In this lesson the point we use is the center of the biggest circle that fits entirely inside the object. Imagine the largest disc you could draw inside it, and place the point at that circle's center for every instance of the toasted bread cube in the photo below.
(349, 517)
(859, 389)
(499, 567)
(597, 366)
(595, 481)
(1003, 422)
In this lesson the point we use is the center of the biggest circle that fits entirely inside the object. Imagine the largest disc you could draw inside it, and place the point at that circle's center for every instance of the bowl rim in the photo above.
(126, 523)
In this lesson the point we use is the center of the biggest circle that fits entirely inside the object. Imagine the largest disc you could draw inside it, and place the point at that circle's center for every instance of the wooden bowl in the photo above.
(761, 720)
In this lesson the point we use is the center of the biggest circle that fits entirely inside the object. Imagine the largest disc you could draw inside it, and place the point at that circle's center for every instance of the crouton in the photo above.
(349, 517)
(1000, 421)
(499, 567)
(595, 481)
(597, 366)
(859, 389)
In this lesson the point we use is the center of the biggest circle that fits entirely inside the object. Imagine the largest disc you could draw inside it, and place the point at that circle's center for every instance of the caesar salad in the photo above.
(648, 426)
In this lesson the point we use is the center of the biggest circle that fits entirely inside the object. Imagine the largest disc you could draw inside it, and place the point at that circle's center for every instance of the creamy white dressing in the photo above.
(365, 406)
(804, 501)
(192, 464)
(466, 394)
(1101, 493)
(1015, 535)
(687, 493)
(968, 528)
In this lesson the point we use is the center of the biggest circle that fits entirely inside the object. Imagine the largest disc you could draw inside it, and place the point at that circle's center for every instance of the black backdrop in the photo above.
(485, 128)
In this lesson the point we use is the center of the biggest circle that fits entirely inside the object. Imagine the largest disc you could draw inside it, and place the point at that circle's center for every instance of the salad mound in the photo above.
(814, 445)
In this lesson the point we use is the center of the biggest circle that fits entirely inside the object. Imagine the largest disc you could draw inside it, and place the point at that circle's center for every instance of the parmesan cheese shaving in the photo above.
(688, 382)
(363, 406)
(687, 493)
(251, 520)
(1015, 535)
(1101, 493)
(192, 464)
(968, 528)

▶ Instrucción
Copia íntegramente el listado anterior, línea por línea y sin alterar nada.

▶ Respuesta
In this lesson the point we use is the center of the biggest circle that fits entirely inside the object. Imagine the largest disc you could draw inside it, and place the point at that circle's center for every instance of the toasted bread cube in the photo below.
(349, 517)
(859, 389)
(499, 567)
(597, 366)
(595, 481)
(1003, 422)
In this lesson the point we use is the center of the biggest circle that fits entirely inside the object. Imagine the largest disc you could draw inside it, and place the point at that circle's center for every instance of the bowl rim in the photo above.
(126, 523)
In this lesson the point we use is the center of the biggest circle that fits entirely inside the object. Imagine the largest disc you could draw inside it, and place the point at that circle's center for every instance of the wooden bowl in the photo above.
(761, 720)
In this lesson the point we use is the center of the biggest circle that fits entirely inside the object. Imagine the largest disc you could draw inside it, and place the point at that circle's center for every instance of the crouton in the photo above.
(349, 517)
(1000, 421)
(499, 567)
(595, 481)
(597, 366)
(859, 389)
In this lesson the point we use is the center of the biggest circle that fits entirely inside the object. Imagine the largest disc you could draw inside it, and place the point at that circle's center for every instance of the caesar salad in the photo above.
(648, 426)
In this lesson the point we use is the center of the biggest circle that fits entirely inside the object. Imagine the largest disc you could draw inside it, and place the point at that circle's center for every instance of the creamy white dressing in the photo above.
(365, 406)
(804, 501)
(192, 464)
(466, 394)
(1101, 493)
(1015, 535)
(687, 493)
(968, 528)
In this lesson the point we use is the center of the biggest circle that fits entirely inside the object. Imagine the largest disc you could draw inside it, and place the point at that circle's center for every instance of the black backdrop in the photo above.
(485, 128)
In this lesson the point we use is the center of the biggest circle that fits entirely inside the object. Imagine the largest disc you could draw inside it, and place the point at that circle's center for every instance of the salad mound in the photo above.
(814, 445)
In this lesson the point we use is the center of the biggest circle that fits entirely inside the object. Imagine the largest disc you could draw inside it, and place the point at that circle's center for every instance of the parmesan cheese shaving in the photo above.
(688, 382)
(363, 406)
(687, 493)
(251, 520)
(1015, 535)
(1101, 493)
(192, 464)
(968, 528)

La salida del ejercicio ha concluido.